## Passage for review
+-------+

Gene expression data reveal the dynamic properties of proteins in their lifetime. As a protein is not always active, its expression level changes with its activity degree. Concretely, higher gene expression level means higher activity. To get the active time points of each protein, Tang et al. [18] set a global fixed threshold for all proteins. There are two drawbacks with a global threshold. On the one hand, there is noise in biological data. On the other hand, the gene expression curve for each protein is different. To solve these problems, Wang et al. [23] proposed the three-sigma model to compute active threshold for each protein. In this paper, we use the three-sigma model to calculate the active threshold for each protein.

Suppose the expression data are measured at n time points. For a protein p, V k (p) represents protein p’s expression value at time point k, μ(p) and σ(p) are the mean and the standard deviation of expression values over the period from 1 to n. The active threshold of protein p is evaluated as follows:

$$ Active(p) = \mu(p) + \beta*\sigma(p)*\left(1-\frac{1}{1+{\sigma(p)}^{2}}\right), $$
(1)

Above, β is an adjustable parameter that helps us to get the most optimal threshold. Usually, we set β=0, 1, 2, 3.

After obtaining the active thresholds for all proteins, we can collect all active proteins at each time point. That is, for each protein p at time point i (i=1,…,n), if its expression value is no less than Active(p), then it is an active protein at time point i. In such a way, we can get the set of active proteins AP i for each time point i. Thus, we have a series of active protein sets { AP i (i=1, …, n)}.

Clustering proteins by function

Here, we cluster proteins by functional annotations. First, we compute the functional similarity of any two proteins using the method proposed by Wang et al. [29], then we employ the spectral clustering algorithm to cluster the proteins with the computed similarity matrix.

The similarity between any two proteins is computed by the GO terms annotated on the two proteins. GO includes a series of biological terms to describe gene and gene products such as protein, and covers three aspects: biological process (BP), cellular component (CC), and molecular function (MF). Here, we use only BP data. GO can be represented as a directed acyclic graph (DAG), in which nodes and edges represent terms and their relationships (e.g. ‘is-a’ and ‘part-of’) between two terms. A GO term A can be described as DAG A =(A,T A ,E A ) where T A consists of term A and all its ancestors in DAG, E A is composed of all edges (relationships) connecting A to all terms in T A . As defined in Wang’s method, the semantic content of a term is the sum of semantic contributions of all its ancestors in DAG A to A. The semantic contribution of term t to A is as follows:

$$ S_{A}(t) = \left\{ \begin{array}{rcl} 1 & &{t=A} \\ max\{w_{e} *S_{A}(t')|t' \in childrenof(t)\} & &{ t \ne A} \end{array} \right. $$
(2)

+-------+

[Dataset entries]
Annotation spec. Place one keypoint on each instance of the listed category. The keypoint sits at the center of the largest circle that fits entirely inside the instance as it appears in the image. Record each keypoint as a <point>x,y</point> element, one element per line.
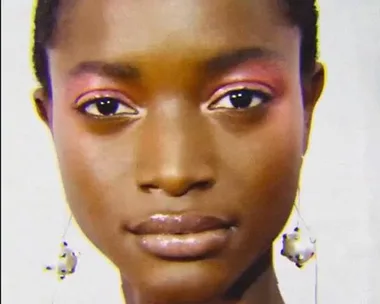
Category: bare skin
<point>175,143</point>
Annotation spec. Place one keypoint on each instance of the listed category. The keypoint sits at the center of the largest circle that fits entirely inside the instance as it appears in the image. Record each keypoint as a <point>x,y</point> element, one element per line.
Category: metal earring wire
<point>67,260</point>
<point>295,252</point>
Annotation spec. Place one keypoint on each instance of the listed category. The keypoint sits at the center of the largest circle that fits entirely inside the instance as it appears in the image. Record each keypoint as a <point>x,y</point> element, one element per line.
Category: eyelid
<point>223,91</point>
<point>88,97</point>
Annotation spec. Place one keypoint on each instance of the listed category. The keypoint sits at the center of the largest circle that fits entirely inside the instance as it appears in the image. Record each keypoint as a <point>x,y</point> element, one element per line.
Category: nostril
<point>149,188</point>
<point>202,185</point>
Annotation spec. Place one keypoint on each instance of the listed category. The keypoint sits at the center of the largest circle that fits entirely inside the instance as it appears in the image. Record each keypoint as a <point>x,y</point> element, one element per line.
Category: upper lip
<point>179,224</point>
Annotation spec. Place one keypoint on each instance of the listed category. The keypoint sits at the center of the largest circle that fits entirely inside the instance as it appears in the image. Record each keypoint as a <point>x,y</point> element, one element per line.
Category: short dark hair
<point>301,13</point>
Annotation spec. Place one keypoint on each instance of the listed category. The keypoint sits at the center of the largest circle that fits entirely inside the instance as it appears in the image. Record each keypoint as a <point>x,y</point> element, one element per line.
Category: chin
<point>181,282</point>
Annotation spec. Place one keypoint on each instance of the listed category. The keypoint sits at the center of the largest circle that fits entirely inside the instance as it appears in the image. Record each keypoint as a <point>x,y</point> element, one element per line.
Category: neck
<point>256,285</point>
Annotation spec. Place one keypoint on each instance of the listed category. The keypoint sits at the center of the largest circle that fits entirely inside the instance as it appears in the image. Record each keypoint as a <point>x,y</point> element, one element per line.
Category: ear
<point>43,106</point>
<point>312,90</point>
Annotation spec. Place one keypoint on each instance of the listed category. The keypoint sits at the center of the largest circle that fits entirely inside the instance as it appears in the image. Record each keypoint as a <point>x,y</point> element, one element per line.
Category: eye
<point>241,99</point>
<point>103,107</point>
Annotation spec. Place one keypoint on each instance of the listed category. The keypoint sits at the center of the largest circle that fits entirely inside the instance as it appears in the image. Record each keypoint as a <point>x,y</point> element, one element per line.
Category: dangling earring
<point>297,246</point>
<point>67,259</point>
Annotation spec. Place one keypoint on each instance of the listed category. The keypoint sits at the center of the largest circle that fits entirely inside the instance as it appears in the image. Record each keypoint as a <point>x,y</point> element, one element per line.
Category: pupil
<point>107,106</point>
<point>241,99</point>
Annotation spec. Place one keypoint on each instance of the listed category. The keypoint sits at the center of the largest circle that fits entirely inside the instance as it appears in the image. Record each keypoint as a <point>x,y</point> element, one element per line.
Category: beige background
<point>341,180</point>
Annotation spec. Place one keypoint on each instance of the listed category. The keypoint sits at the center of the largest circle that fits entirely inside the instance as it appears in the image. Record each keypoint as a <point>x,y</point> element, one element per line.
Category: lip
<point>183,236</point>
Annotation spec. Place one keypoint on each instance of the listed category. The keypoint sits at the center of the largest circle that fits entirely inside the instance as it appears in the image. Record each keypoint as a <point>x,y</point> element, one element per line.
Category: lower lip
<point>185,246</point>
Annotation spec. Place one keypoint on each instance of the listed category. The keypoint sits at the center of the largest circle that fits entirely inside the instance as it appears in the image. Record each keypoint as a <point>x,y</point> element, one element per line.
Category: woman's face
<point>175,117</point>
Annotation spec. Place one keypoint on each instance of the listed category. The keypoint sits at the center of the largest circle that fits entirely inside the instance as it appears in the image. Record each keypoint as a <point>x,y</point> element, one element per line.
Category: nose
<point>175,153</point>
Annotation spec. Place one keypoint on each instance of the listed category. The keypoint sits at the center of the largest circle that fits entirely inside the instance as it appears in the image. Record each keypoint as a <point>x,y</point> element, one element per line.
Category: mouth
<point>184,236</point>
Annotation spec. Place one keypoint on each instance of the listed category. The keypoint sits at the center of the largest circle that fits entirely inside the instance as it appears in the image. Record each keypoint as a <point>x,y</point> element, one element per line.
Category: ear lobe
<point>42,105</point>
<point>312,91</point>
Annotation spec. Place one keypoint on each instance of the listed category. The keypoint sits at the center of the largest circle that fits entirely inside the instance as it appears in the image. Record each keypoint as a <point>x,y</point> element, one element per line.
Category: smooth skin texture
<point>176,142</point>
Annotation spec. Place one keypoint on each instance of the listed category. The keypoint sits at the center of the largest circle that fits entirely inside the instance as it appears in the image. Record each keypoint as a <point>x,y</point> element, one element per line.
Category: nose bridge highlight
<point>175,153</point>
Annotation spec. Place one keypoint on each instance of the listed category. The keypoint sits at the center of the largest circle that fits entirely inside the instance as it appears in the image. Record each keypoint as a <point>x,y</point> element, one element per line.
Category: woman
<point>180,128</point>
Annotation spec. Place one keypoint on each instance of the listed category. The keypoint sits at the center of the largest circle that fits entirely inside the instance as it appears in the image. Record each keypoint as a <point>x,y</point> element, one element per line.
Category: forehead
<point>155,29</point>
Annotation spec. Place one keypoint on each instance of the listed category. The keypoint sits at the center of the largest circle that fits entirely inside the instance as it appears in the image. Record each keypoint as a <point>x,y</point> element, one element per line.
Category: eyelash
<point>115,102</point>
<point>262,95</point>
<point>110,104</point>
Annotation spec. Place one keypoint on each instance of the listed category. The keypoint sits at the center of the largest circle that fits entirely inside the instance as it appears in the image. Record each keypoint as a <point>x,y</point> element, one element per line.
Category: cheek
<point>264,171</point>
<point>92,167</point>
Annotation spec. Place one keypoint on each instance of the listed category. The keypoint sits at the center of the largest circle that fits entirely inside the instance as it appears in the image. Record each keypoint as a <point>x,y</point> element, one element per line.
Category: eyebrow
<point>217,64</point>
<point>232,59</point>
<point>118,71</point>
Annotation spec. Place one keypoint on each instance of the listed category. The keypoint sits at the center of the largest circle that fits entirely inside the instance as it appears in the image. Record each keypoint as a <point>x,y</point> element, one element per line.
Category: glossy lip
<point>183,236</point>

+-------+

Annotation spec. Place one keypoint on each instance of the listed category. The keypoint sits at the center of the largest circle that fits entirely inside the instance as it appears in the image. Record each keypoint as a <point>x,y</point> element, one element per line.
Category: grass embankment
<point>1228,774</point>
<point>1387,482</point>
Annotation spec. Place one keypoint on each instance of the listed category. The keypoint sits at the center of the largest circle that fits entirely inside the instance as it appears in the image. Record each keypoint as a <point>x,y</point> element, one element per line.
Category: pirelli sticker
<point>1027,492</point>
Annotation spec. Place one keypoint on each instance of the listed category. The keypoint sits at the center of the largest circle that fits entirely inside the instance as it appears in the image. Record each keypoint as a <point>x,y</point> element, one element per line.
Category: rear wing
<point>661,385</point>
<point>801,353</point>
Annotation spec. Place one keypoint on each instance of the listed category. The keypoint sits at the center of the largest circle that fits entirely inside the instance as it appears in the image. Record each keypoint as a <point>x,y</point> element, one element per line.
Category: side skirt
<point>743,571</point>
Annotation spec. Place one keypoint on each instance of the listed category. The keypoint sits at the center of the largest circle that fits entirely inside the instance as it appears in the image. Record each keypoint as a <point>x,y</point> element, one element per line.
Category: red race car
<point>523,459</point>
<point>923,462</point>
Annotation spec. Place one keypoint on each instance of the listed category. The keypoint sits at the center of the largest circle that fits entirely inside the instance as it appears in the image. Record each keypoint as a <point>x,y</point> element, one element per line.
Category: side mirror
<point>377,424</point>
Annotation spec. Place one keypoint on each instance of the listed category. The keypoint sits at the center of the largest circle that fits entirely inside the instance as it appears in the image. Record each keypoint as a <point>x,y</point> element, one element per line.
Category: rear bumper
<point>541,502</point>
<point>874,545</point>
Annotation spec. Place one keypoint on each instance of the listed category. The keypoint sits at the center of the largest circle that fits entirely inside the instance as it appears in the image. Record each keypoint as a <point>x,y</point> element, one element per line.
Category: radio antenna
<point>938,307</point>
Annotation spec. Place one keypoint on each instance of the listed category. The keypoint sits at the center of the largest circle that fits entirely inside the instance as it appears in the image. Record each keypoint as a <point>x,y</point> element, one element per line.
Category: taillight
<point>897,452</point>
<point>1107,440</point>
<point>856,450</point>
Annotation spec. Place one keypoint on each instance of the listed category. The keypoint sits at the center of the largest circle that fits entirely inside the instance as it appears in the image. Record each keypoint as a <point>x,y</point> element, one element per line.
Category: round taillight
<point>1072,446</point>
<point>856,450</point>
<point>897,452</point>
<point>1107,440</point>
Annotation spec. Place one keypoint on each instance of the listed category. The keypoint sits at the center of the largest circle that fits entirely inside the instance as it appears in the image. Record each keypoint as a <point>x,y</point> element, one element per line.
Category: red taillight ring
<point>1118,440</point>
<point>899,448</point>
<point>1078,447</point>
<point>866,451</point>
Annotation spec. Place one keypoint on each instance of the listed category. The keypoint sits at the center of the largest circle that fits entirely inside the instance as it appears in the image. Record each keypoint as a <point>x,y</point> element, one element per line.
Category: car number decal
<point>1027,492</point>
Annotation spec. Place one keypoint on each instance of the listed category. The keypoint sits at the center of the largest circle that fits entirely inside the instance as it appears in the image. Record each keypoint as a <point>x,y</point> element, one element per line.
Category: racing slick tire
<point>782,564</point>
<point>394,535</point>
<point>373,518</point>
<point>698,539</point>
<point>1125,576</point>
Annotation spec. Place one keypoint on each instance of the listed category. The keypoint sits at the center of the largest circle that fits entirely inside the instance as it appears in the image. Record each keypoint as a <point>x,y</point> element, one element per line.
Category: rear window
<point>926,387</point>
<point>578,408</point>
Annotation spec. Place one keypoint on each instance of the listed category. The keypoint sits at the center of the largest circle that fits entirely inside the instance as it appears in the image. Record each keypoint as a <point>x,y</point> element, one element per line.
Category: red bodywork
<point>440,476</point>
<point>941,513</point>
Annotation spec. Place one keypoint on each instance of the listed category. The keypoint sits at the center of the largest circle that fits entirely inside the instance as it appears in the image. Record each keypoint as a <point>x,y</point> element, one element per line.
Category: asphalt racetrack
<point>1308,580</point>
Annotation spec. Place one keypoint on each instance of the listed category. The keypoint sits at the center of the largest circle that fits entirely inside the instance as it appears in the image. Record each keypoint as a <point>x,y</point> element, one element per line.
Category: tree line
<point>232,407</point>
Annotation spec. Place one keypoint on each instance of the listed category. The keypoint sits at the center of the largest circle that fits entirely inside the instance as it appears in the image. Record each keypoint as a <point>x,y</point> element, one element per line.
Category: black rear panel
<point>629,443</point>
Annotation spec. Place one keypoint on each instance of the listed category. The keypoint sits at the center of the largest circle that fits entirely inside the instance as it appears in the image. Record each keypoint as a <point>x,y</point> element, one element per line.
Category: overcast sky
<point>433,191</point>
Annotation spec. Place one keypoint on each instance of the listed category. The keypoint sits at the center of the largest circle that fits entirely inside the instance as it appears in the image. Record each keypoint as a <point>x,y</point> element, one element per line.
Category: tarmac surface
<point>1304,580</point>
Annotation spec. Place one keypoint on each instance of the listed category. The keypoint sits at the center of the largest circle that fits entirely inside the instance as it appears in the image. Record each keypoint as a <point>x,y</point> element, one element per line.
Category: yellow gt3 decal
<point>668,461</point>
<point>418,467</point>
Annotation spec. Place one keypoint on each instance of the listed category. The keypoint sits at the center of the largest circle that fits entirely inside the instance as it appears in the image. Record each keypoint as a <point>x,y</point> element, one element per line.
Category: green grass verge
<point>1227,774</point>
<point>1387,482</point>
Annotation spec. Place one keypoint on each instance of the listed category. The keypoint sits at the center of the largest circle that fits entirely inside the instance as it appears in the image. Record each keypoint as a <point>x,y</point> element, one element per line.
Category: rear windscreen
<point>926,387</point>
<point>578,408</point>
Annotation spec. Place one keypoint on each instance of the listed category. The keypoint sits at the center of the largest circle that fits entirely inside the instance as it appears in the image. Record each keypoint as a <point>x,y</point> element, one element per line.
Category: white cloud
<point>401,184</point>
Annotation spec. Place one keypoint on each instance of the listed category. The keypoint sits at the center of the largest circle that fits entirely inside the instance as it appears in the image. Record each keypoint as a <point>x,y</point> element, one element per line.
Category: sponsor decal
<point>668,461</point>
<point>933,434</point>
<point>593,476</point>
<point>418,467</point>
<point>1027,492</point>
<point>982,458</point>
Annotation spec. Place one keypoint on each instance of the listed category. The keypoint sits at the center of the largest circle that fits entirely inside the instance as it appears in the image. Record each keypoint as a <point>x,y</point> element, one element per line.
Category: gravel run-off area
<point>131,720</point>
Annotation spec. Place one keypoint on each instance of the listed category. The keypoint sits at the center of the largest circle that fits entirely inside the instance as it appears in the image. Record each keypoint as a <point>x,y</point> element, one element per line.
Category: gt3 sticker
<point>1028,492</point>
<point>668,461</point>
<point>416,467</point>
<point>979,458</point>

+-------+

## Exercise requirements
Decide whether each statement below agrees with the passage on protein activity. Answer yes or no, and quote the words from the passage that settle it.
1. The authors use one fixed threshold for all proteins.
2. From GO, only biological process data are used.
3. A protein whose expression value at a time point equals its active threshold counts as active at that time point.

## Response area
1. No: "In this paper, we use the three-sigma model to calculate the active threshold for each protein."
2. Yes: "Here, we use only BP data."
3. Yes: "if its expression value is no less than Active(p), then it is an active protein at time point i."